-- Data records --
*** Block opens ***

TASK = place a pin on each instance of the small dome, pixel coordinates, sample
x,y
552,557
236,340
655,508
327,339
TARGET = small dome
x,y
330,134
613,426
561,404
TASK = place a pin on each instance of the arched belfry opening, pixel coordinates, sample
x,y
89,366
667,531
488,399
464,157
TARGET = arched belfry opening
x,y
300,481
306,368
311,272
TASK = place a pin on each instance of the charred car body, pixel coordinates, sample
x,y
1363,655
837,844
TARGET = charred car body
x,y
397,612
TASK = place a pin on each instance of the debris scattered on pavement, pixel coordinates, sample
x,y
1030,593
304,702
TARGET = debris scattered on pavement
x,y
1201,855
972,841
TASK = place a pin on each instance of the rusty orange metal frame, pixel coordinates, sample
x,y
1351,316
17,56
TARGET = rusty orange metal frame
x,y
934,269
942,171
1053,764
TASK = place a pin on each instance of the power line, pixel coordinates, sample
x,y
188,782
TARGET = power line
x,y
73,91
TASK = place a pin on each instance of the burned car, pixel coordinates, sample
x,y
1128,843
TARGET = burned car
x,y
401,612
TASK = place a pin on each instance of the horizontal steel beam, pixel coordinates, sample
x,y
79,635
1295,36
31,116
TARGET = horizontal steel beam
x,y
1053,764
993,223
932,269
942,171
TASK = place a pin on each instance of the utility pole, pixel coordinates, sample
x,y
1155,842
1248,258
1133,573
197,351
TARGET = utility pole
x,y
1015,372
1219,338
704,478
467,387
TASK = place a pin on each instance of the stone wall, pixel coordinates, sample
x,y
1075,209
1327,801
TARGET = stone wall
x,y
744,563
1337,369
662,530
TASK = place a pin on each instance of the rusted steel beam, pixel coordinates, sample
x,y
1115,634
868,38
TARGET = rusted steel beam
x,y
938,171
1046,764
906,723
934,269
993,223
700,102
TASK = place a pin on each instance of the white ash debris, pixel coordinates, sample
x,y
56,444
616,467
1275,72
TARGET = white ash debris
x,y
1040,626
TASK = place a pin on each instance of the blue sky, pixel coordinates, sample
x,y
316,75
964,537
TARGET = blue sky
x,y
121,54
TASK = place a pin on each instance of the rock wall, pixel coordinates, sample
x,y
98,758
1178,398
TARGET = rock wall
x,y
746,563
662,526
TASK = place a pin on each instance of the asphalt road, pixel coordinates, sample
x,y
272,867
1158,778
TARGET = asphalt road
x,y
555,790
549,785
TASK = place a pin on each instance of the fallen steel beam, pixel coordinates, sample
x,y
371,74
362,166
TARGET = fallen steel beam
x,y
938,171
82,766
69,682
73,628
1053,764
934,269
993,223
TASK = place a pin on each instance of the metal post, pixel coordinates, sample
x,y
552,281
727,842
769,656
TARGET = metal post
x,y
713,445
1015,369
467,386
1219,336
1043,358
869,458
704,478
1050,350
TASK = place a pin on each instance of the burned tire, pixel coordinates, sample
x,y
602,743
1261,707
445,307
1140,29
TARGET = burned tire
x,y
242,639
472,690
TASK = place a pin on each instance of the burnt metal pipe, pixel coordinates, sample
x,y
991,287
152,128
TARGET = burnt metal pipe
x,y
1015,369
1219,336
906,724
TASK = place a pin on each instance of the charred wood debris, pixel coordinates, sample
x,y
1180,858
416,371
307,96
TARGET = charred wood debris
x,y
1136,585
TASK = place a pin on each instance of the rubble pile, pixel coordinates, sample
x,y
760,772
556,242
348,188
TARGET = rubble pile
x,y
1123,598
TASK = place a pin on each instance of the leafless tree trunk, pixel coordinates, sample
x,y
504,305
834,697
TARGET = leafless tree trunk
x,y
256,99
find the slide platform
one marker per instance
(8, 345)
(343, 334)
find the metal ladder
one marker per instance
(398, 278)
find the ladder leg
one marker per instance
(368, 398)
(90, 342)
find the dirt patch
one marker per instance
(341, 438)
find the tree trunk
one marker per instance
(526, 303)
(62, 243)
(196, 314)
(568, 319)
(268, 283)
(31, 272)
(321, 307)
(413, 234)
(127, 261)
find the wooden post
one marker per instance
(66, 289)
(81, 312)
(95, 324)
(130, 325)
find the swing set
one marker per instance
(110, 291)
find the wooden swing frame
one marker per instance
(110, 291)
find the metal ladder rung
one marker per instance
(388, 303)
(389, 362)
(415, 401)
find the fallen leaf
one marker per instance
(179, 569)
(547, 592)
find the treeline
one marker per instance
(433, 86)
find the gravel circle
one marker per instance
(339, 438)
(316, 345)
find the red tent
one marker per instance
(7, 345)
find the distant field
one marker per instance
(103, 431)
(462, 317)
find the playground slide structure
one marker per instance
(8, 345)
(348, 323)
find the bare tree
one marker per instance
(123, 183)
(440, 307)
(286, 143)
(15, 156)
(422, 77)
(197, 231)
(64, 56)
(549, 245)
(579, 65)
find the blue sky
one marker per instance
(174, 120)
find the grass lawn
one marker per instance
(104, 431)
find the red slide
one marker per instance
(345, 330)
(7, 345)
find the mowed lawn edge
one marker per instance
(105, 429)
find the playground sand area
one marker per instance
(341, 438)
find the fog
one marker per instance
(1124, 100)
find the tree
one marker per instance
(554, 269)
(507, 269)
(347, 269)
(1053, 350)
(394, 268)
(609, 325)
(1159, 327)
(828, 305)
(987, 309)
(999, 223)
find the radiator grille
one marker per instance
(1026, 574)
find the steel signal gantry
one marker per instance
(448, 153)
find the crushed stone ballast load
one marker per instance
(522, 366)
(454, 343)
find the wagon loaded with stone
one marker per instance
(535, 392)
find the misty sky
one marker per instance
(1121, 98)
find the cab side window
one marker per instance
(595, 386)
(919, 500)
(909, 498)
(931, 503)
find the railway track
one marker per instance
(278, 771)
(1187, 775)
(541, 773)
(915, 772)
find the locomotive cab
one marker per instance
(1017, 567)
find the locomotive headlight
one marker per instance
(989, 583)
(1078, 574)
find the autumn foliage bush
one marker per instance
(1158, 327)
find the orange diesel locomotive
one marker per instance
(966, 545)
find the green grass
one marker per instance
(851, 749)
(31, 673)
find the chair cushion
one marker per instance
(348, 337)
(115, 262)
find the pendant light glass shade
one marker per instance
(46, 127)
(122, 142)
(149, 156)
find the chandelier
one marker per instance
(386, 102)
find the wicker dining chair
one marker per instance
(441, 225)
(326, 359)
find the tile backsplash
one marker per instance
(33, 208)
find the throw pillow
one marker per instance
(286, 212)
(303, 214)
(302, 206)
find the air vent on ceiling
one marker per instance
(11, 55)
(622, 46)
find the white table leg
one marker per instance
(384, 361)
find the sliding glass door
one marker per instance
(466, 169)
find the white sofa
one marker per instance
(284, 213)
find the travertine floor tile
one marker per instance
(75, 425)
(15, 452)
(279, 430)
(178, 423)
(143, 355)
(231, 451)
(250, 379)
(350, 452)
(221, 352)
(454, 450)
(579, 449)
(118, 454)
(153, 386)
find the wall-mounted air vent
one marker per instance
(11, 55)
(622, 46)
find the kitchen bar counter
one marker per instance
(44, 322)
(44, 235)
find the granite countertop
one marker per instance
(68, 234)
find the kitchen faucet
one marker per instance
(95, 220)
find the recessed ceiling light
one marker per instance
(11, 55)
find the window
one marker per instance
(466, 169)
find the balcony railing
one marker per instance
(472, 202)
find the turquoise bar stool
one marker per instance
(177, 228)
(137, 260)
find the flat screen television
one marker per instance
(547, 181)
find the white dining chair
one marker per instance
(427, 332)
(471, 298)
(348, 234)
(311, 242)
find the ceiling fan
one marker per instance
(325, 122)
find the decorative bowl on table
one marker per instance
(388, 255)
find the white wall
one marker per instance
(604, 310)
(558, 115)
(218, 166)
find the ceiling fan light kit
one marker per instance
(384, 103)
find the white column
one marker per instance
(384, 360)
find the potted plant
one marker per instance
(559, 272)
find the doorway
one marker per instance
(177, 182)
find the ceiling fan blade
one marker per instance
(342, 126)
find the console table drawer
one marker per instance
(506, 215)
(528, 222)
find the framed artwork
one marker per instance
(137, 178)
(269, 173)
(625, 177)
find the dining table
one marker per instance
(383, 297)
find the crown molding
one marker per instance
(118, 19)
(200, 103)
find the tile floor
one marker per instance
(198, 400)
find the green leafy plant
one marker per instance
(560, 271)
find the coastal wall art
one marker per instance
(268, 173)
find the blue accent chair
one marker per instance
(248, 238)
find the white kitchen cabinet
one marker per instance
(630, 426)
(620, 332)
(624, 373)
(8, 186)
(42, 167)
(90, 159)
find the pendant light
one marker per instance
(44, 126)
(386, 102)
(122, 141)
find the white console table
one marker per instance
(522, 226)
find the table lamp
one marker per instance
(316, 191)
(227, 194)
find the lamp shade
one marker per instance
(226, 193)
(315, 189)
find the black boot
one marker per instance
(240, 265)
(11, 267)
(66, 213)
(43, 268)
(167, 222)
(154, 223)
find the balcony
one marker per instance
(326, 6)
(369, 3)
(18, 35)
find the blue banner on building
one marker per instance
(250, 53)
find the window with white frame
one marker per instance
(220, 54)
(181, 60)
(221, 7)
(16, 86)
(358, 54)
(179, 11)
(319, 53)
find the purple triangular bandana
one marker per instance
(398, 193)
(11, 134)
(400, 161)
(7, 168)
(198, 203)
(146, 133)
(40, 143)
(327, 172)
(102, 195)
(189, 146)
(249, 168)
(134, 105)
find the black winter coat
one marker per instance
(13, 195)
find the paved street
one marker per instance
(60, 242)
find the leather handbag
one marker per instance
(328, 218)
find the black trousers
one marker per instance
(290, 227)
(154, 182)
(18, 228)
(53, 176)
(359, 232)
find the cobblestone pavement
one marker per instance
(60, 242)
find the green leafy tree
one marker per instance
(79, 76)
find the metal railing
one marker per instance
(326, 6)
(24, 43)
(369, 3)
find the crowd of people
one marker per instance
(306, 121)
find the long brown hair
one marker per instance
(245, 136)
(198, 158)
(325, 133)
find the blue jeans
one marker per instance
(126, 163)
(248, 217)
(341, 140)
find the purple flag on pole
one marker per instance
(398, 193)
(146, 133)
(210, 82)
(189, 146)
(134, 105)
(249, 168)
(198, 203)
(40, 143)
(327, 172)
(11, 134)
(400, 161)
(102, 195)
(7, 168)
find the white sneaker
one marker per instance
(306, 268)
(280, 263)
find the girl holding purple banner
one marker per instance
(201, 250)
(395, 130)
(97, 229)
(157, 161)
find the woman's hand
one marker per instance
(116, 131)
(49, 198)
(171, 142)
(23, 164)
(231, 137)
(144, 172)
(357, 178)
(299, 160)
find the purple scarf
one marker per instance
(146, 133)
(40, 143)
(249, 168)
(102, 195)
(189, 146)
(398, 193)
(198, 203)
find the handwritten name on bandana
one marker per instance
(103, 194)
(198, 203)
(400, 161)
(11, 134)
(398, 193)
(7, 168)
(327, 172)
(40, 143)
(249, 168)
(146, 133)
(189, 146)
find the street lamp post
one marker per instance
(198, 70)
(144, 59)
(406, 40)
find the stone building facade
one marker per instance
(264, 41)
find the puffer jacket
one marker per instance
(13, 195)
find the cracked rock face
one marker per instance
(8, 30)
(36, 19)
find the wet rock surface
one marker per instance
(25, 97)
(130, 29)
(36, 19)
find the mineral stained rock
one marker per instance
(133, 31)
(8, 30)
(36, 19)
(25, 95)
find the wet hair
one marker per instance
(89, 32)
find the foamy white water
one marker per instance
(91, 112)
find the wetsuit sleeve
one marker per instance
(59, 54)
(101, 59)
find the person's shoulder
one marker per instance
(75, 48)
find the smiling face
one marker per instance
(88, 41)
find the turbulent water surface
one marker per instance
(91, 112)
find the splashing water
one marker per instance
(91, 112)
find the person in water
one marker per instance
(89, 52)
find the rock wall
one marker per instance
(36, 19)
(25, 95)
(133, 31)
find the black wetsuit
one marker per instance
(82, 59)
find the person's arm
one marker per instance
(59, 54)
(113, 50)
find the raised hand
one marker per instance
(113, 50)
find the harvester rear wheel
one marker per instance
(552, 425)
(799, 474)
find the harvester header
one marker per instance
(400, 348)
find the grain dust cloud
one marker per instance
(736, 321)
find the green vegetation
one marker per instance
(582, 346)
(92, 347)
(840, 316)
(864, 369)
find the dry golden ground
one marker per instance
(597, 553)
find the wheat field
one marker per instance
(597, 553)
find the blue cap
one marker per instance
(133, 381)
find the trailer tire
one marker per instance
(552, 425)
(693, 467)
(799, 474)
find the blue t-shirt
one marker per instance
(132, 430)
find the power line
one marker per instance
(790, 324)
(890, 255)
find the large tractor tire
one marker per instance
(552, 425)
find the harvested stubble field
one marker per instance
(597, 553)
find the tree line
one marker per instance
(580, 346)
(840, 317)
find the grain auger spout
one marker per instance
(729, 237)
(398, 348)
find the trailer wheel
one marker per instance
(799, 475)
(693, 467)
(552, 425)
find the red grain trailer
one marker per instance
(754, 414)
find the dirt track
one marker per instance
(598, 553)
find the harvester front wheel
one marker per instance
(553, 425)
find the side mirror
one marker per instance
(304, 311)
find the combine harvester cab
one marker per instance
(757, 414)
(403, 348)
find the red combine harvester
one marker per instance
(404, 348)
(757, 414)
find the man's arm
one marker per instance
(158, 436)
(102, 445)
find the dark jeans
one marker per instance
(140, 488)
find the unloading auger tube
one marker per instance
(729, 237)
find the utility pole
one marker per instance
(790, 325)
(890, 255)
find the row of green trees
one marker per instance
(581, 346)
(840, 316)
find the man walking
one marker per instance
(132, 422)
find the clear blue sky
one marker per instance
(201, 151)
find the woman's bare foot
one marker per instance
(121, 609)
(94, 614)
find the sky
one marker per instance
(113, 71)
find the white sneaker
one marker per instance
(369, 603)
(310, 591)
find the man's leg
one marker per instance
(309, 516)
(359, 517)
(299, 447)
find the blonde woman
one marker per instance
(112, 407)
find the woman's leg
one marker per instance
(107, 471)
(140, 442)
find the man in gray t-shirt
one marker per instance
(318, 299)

*** Block closes ***

-- Work request --
When a line in the entries above contains "floor", count it; please answer with the number only.

-- Output --
2